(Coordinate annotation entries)
◇ ◇ ◇ ◇ ◇

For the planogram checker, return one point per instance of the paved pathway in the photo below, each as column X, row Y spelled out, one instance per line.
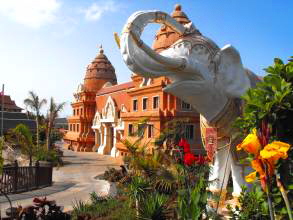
column 74, row 181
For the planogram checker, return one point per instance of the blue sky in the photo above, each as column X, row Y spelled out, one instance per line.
column 45, row 45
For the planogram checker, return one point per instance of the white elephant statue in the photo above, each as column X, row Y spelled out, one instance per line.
column 211, row 79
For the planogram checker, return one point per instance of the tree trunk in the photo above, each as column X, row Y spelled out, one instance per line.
column 37, row 123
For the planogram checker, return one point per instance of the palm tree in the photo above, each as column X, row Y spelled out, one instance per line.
column 52, row 114
column 25, row 140
column 35, row 104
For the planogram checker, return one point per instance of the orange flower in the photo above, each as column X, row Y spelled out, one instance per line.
column 251, row 177
column 250, row 144
column 274, row 151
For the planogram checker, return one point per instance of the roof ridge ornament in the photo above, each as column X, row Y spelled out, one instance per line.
column 101, row 49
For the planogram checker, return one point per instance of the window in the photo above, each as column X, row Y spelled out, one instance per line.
column 135, row 105
column 189, row 132
column 150, row 131
column 130, row 130
column 155, row 102
column 185, row 106
column 140, row 130
column 144, row 104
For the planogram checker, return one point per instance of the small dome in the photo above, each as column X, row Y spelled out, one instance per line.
column 166, row 36
column 99, row 72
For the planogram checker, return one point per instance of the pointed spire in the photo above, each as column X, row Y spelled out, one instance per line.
column 101, row 49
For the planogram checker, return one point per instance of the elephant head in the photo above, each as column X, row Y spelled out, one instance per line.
column 202, row 74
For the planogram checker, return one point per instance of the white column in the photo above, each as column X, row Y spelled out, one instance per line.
column 103, row 145
column 224, row 163
column 114, row 149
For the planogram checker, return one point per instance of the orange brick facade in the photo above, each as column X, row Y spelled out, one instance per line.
column 104, row 112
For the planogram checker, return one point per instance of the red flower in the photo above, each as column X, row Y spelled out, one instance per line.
column 189, row 159
column 184, row 143
column 200, row 160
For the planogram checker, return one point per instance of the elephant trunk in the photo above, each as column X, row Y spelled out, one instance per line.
column 138, row 56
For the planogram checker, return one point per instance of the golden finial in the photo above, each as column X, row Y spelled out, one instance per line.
column 101, row 49
column 117, row 39
column 177, row 7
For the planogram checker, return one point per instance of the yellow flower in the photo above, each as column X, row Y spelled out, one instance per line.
column 250, row 144
column 274, row 151
column 251, row 177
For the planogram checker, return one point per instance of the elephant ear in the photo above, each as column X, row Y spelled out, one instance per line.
column 231, row 75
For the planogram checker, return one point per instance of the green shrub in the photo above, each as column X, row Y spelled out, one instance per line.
column 43, row 154
column 252, row 205
column 113, row 175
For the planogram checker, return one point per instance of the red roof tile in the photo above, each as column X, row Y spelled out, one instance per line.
column 115, row 88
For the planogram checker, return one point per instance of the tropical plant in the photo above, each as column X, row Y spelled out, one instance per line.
column 53, row 111
column 154, row 207
column 268, row 116
column 35, row 104
column 192, row 201
column 252, row 205
column 43, row 154
column 24, row 138
column 171, row 172
column 102, row 208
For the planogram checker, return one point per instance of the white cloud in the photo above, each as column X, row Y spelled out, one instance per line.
column 32, row 13
column 96, row 10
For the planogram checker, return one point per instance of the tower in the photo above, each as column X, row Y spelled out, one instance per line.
column 99, row 73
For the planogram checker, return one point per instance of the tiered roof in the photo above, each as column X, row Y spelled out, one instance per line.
column 98, row 72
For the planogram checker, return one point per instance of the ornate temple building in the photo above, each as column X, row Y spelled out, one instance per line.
column 105, row 112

◇ ◇ ◇ ◇ ◇

▸ Task requirements
Print the lines of the records above from the line with "of the roof" up to and including the line with "column 144, row 104", exactly as they appear.

▸ Solution for this task
For the planogram checker, return one point per instance of the roof ridge ornament in the photo above, each as column X, row Y spelled out, one instance per line.
column 101, row 49
For the planogram checker, return one point per instance of the window in the photo above, each as column X, row Y spelled out, one instance per line.
column 135, row 105
column 189, row 132
column 150, row 131
column 130, row 130
column 155, row 102
column 185, row 106
column 140, row 130
column 144, row 104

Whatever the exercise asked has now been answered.